→ Quoted passage

══════

But to illustrate a point even further, I have a case study that's on an article that I wrote on my website. So if you go to ban Hive dot rocks slash 123, which is great because my birthday is january 23rd, there's gonna be a link in the show notes here. So in this article, I reference an article that has been floating around the internet for a couple of years now about how there's a fashion influencer on instagram that couldn't even sell 36 t shirts that she needed to sell to launch her new fashion brand despite having 2.
6 million followers and you would think, okay, if you have 2. 6 million followers and you're getting hundreds, if not thousands of likes and people commenting OMG, you're so perfect, you know all of that, that you could sell 36 t shirts, right, especially if I can't remember exactly how much the t shirts were, but they weren't like outrageously priced. This ain't no easy t shirt, but she couldn't sell 36 despite having 2. 6 million followers. So this is a great example of everything that we've just outlined in the sense that followers aren't fans, her people weren't engaged, it wasn't necessarily a product that worked.
And then even then You're dealing with the inherent limits of social media and how Instagram doesn't necessarily want you to have people leave the platform, they want you to be addicted to their app, which by the way, I just did the math with 2. 6 million followers, she would have had to sell one shirt Per 72,000 followers. And she did not manage to do that. Do you know how many bands have like 10,000 followers and can easily sell 5200 shirts? Lots, lots of them. So you may say, oh well, okay, 2. 6 million followers, if she's, you know, fashion influencer, half of them are probably bots, Or weird men from random countries, you know, or whatever.
So I did find someone that did an analysis of her followers as best they could and they concluded that of her 2. 6 million followers, 48.7%. So let's just call, it half were quote unquote real people, Only 2% of her followers were fellow influencers, 16% were quote unquote mass followers, which are the people who just like whatever span. And then beyond that, only 32% were quote unquote suspicious accounts which were probably fake and then just mass spamming, who knows? Not necessarily that she bought but were fake in some way or another. So if you have half of your 2.
6 million followers as quote unquote real people again, you're doing something wrong here. That would be one sale to every 36,111 people. Right? So just because you're posting pretty content and getting engagement and followers and it looks cool. I would say for her followers were definitely a vanity metric and vanity metrics. I define as anything that doesn't necessarily lead to the creation of money for you. Yeah. All her efforts were in vain. Sure. And yeah, you could argue. Well, in order to have someone actually a customer, they first have to be a fan and in order to be a fan, they first have to be a follower and like, Yeah, that's kind of true.

══════

→ Provided records
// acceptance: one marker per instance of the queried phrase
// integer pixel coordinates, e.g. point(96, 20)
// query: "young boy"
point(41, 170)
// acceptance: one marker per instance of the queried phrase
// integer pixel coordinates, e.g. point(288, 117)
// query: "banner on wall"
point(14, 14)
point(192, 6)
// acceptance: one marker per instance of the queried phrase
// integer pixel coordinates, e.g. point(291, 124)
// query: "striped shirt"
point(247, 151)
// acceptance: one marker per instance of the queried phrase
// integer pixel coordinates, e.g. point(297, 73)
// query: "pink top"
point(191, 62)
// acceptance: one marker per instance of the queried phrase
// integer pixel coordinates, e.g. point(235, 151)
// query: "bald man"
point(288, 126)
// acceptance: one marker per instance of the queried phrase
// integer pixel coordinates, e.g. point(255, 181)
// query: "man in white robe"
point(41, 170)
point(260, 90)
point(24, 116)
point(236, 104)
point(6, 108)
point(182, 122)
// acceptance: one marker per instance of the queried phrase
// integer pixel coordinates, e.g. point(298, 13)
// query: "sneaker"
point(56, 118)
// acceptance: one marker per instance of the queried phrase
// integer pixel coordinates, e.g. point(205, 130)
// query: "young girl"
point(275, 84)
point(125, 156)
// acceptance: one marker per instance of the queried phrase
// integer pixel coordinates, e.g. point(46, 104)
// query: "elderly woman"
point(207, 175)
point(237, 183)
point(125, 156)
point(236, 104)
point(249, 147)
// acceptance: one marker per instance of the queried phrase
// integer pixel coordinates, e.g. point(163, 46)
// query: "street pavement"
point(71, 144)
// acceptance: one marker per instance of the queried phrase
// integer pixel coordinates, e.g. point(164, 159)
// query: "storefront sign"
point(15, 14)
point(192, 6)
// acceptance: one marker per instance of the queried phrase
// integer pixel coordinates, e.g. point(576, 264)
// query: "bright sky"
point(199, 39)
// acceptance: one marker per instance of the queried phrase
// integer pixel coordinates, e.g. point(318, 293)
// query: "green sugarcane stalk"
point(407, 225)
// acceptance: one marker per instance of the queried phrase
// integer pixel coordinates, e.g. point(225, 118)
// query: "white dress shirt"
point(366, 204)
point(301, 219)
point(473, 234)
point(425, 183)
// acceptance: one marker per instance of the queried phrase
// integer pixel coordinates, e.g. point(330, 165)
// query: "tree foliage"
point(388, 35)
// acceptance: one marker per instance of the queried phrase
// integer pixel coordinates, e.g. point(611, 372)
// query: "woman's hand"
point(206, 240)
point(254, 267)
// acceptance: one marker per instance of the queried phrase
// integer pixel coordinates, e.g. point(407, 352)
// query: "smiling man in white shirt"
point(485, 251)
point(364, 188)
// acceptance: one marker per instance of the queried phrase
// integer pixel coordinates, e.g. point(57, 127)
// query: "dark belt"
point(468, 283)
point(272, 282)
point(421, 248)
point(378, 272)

══════

→ Short problem A
In the podcast transcript about the fashion influencer, what percentage of her followers were found to be fellow influencers?
→ Short problem B
Continue the podcast transcript about the fashion influencer, picking up right after its last sentence.

→ Written response A
2%

→ Written response B
But still, I would say by and large, Your follower count is a vanity metric. I think this ties back nicely to the artists who have, you know, 80,000 followers and 60 monthly listeners or 20,000 followers. And three monthly listeners like that's a vanity metric. Yeah. You have followers, but they don't care about you. Or maybe they do care about you, but they don't care about your music. So find a way to get followers who do care about your music. Maybe you're on the wrong social media platform, Maybe you just haven't harnessed them the right way.
Maybe it's time for an email list, Maybe it's time for a Patreon. There's lots of things you can do out there. But the main thing is you need to understand this difference that David is talking about with fans versus followers and you also have to be able to understand how you can turn those followers into true fans if they're interested. Yeah. And maybe this is a good time to to kind of continue on talking about a couple of marketing principles with regard to this specifically. And we're gonna talk about a few different kinds of funnels, which I'm not talking about funnel cakes, but we are going to be talking about vegan stuff because we're both vegan, we are going to be talking about vegan stuff.
We'll get there later. So the first funnel I'm going to talk about is a concept called Aid A. I. D. A. And this just is a marketing funnel that talks about how do you actually get people to take action? So if you think about a funnel it starts at the top wide by the bottom, it's very narrow before it actually gets through that final hole. So at the very top of the funnel, when we talk about actually getting people to take action. The very first thing that needs to happen is awareness and this is pretty much what it sounds like.
People have to be marginally aware of the fact that you exist then beyond awareness. Even of the people that are aware, not everyone is going to have some level of interest in you. Interest is the next phase. You're always going to lose a percentage of people going from awareness to interest. And this is why our funnel is getting narrower just because someone is aware of you as a band doesn't necessarily mean that, you know, they're interested in actually interacting with you because maybe they're a fan of R and B and you make punk music after interest.
We actually have a phase called Desire. And Desire is where it goes from someone casually being like, oh yeah, you know, I'd listen to that too. I want to actually listen to this and this is actually separate from the final phase, which is action. There are a ton of people that I'm friends with that make great music, that I haven't had a chance to listen to their music yet, just because I haven't made it happen, even though I actually have a desire to listen to their stuff.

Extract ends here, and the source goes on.